##### EXCERPTED TEXT #####
Showing posts with label transfiguration. Show all posts
Showing posts with label transfiguration. Show all posts

Sunday, February 14, 2021

Where Jesus Is

 

Mark 9:2-9

It’s so cold out there that one of our church families froze clothing into statues in their yard, and someone in my facebook feed froze an egg half cracked open, balanced in the air on a frozen puddle of egg white on the sidewalk like a pedestal. It’s so cold you can hammer a nail into wood with a frozen banana, and throw boiling water in the air to make a puff of cloud that doesn't fall back down.  Maybe those are the ways to celebrate what has come to be called The Transfiguration, because words can’t do it justice.
 
Jesus knew words couldn’t work here. He tells them not to talk about this moment till after he’s risen from the dead, when they’ll recognize that the laws of physics, and life and death, and time and space don’t always apply, and it will be fun to recall that one time on the mountain when Jesus all glowey and the mvps of the faith were back from the dead chatting him up.  
Still, they whispered to each other all the way back down the mountain, “What does he mean by risen from the dead?” 
Because, whattity what??
 
So maybe next year on Transfiguration Sunday we’ll just listen to ethereal music, or watch amazing colors, or contemplate some unfathomable intricacy of nature or boundless mystery of space instead of turning to words to try to understand what’s happening here. 
 
But perhaps the gift of this scene –for us today but for the disciples there on the mountain and for Jesus himself – is the mystery of it. The inexplicableness of the encounter.   
 
Peter at least has his wits about him enough to recognize that whatever this is, it’s important, so he jumps in with a strategy, Let’s just stay here never leave; we’ll make each of you a dwelling.  But he’s quickly shushed by an almighty cloud, and by the words of the gospel writer apologizing for him – he didn’t know what he was saying, you guys, because they all were terrified.
 
This captures it all! Peter thought. The glory of Jesus revealed! Here is where we should stay. Here is where the truth is, the way is, the life is. Right here.
##### DATA LINES #####
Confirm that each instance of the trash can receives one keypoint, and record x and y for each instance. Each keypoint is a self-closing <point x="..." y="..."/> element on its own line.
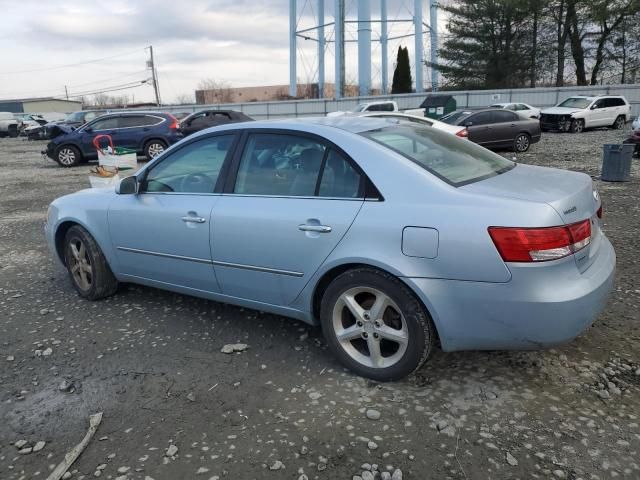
#####
REQUIRED WORK:
[A] Translate this sentence from the Transfiguration sermon into Spanish: "Jesus knew words couldn’t work here."
[B] Condense the paragraph of the Transfiguration sermon that begins "It’s so cold out there" into two or three sentences, keeping its main facts.
[C] Carry on the Transfiguration sermon from its last sentence.
The listing has no connection to the Transfiguration sermon.

ANSWERS BY TASK:
[A] Jesús sabía que las palabras no podían funcionar aquí.

[B] It is so cold that a church family froze clothing into statues and someone on Facebook froze a half-cracked egg balanced on a frozen puddle of egg white. A frozen banana can hammer a nail, and boiling water thrown into the air becomes a cloud. Such displays may be fitting ways to celebrate the Transfiguration, since words cannot do it justice.

[C]
 
But the moments of mystery and wonder are not where Jesus remains.  As soon as they get back down the mountain they are confronted by the utterly anguished father of a child tormented by illness and demons, whom their prayers couldn’t heal. And in Matthew, Mark and Luke, these two scenes come back to back, like a boxed set, like they belong together: the mountaintop glory and the valley despair.  You can’t have the one without the other. 

Who is Jesus? Both of these. We see him revealed in the limitlessness of the inexplicable mystery and wonder on top of the mountain AND in the heartbreaking barriers of impossibility below. Both are where Jesus is, and both are part of the disciples’ experience of following him. 
 
Jesus says to the boy’s dad, “How long has he been like this?” And he invites the father to tell his story of pain, to speak of the affliction his son has experienced his whole life. How long have you suffered? And Jesus listens and receives him. Then he heals the boy, and blesses the father, and calls the disciples again to follow.
 
The voice on the mountain said, This is my son, the beloved, the embodiment of my love, listen to him. The same voice said at his baptism, This is my son the beloved, in whom I delight. Then immediately Jesus was sent into the wilderness where he was tempted to use his power to protect and save himself, tempted to get the recognition he deserves. Hungry, tired, weak and emotionally spent, he was tempted to claim and stay in the glory. But instead, he chose to claim and dwell in his humanity and weakness. And there is where God’s angels were able to minister to him, and restore his strength. And he was sent to minister from that place of being met by God in his weakness and need.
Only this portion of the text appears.